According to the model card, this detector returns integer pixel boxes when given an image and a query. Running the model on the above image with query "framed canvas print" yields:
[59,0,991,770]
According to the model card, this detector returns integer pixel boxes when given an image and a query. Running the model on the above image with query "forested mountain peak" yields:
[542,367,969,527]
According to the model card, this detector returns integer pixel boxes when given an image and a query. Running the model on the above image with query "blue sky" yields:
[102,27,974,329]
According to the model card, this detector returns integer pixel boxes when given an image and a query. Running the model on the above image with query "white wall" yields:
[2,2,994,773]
=====
With nothing left out, return each entry exactly.

According to the model card, this detector returns integer pixel boxes when given an image and a query. Running the model on the above image with query "framed canvas print" yields:
[59,0,991,770]
According to the model card, this detector returns integer pixel boxes when given an image and a query. Running the model on the above image with query "forested mountain peak" yields:
[542,367,969,527]
According to the model card, this detector returns integer pixel boxes when given an image and a query. Running the model on the above image with query "blue sky" yields:
[102,27,974,329]
According to the model card, this detector returns integer pixel boxes when given an image and a query. Running the model on the above image with query "white wall" yields:
[2,2,994,773]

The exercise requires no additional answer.